**MATERIAL FOR THIS TASK:**

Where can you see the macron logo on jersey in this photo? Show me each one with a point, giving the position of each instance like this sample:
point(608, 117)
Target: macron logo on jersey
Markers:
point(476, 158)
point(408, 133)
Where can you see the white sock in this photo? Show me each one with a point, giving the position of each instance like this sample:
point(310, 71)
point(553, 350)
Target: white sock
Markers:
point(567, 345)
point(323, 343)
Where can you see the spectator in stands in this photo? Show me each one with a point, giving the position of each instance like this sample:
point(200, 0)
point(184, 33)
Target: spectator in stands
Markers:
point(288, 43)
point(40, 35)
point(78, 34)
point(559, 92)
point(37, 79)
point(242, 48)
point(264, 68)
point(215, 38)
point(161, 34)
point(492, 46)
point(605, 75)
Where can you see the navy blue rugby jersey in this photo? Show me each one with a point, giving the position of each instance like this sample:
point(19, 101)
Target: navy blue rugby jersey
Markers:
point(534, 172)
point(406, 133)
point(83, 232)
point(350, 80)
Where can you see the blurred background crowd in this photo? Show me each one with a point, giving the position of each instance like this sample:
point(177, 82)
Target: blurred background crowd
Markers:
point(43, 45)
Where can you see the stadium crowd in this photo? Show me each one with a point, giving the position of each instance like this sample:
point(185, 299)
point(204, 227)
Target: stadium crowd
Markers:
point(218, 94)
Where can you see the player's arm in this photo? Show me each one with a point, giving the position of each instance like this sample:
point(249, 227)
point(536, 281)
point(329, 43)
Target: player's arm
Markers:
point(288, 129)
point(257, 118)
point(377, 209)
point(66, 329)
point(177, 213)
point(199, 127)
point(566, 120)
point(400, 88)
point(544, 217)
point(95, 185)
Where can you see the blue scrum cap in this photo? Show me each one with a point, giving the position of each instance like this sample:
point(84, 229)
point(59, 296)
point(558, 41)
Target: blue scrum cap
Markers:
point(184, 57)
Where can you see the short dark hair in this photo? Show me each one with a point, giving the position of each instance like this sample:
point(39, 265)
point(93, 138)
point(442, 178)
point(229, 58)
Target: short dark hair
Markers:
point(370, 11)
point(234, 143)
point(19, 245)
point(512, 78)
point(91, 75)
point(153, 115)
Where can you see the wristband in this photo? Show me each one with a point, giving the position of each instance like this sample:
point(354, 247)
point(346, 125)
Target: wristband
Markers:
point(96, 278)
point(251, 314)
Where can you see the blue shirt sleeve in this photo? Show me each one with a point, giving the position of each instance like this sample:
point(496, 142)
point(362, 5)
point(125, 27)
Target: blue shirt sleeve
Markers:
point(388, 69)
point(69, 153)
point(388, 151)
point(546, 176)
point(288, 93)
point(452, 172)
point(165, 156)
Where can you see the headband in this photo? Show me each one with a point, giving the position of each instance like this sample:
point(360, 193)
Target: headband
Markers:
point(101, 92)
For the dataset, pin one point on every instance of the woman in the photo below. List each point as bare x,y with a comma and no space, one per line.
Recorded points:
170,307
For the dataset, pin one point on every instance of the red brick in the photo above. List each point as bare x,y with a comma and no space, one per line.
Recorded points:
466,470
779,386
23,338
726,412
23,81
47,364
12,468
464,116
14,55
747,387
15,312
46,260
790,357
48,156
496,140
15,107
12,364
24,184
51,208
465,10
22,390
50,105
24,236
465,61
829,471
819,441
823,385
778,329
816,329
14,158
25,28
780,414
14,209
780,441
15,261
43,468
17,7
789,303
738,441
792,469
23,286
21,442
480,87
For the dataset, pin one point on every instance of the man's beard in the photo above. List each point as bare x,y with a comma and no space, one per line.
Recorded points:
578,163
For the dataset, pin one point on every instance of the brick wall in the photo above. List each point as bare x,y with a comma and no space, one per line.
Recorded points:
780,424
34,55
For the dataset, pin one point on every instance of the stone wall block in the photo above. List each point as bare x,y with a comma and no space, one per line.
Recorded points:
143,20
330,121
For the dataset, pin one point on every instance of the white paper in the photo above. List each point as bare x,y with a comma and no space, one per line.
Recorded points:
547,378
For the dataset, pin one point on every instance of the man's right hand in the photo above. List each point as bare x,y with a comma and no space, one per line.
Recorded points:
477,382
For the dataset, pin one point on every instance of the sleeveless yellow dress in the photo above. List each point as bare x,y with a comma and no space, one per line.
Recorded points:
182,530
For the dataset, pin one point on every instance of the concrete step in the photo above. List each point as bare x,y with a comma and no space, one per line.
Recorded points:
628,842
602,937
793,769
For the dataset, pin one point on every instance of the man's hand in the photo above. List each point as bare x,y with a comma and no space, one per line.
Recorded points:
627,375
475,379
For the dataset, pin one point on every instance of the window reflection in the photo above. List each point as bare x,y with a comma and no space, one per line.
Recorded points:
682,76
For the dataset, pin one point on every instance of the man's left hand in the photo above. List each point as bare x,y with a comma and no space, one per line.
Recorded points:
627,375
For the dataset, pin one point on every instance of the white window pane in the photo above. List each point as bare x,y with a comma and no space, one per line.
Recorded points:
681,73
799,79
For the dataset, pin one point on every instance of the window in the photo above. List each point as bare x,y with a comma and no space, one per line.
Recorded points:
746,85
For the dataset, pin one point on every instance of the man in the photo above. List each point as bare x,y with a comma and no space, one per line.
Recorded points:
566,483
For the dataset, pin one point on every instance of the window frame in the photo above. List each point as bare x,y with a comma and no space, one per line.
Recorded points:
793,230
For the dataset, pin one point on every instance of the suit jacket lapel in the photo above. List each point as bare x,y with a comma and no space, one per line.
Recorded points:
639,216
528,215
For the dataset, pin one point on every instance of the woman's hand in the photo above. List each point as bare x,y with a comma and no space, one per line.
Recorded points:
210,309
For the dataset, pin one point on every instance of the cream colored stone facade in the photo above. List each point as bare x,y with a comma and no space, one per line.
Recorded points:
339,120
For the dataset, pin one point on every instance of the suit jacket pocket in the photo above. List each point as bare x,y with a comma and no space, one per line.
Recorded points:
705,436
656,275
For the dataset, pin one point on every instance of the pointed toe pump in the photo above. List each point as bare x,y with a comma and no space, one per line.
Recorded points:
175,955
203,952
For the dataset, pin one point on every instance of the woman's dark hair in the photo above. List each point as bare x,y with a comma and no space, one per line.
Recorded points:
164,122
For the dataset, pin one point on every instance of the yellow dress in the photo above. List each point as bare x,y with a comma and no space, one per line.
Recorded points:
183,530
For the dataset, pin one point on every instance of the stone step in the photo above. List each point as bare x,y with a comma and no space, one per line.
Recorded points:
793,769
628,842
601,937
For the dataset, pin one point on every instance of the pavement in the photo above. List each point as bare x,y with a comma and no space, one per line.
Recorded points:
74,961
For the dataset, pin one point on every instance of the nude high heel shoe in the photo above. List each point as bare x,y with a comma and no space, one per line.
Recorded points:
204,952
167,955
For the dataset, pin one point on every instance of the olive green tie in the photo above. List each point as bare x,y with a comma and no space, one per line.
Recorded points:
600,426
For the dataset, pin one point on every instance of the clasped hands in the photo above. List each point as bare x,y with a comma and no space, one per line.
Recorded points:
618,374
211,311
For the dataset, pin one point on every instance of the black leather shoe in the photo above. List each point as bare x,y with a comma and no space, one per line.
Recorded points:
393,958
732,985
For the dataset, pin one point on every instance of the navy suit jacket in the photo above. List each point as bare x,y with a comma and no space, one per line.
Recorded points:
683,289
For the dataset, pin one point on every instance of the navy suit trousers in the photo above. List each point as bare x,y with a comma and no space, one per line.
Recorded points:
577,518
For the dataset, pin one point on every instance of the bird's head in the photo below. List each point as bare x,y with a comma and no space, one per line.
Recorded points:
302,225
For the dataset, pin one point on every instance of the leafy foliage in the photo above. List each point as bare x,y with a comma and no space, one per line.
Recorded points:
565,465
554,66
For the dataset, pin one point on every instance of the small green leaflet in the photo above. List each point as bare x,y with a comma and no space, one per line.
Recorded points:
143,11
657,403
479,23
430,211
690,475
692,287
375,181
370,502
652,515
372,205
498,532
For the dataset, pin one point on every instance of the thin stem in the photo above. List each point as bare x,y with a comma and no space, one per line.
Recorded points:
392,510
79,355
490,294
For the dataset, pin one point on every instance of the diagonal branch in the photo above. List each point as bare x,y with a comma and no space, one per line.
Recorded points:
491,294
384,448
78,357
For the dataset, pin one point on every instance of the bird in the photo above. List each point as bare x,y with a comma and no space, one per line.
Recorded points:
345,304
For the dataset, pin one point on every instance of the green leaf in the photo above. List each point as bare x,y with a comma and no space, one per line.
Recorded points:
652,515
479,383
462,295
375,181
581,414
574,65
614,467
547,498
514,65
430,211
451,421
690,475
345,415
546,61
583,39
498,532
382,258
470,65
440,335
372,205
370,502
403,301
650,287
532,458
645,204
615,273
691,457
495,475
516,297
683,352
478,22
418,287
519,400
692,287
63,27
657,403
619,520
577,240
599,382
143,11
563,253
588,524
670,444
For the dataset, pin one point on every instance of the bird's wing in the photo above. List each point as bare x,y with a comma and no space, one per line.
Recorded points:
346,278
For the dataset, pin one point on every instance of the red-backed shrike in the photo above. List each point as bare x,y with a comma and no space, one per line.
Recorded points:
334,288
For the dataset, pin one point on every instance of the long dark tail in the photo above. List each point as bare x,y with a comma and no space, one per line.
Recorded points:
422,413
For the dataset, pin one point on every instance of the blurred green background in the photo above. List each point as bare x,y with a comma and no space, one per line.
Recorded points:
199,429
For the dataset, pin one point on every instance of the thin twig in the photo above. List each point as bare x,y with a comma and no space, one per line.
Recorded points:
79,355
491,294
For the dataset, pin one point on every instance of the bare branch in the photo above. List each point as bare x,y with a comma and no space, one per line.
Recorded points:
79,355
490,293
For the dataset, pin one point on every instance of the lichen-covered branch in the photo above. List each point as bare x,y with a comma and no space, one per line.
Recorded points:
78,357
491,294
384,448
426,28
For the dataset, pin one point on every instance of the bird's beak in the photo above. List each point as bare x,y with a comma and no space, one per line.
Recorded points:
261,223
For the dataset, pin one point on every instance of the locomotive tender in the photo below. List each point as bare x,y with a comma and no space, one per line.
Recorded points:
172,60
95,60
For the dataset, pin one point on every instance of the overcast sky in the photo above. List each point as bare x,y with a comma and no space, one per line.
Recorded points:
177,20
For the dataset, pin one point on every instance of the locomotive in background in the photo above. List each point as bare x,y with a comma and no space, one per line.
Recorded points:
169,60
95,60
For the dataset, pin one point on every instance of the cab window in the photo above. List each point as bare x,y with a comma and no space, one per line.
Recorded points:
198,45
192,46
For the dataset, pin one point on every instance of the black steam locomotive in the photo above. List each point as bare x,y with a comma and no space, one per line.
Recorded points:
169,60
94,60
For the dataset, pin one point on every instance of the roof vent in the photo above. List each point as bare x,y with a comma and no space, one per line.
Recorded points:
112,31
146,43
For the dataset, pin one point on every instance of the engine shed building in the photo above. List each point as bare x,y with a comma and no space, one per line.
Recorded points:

**DIRECTION:**
Print the data verbatim, beginning with its first line and ending after the line that contains "point(323, 343)", with both of those lines included.

**CORRECT ANSWER:**
Where can you see the macron logo on jersey in this photo? Show me each one with a point, giving the position of each instance like this sample:
point(608, 117)
Target: macron logo on jersey
Markers:
point(476, 158)
point(408, 133)
Where can you see the white sock in this photo? Show me each one with a point, giving the position of each instance like this sample:
point(310, 71)
point(553, 350)
Target: white sock
Markers:
point(567, 345)
point(323, 343)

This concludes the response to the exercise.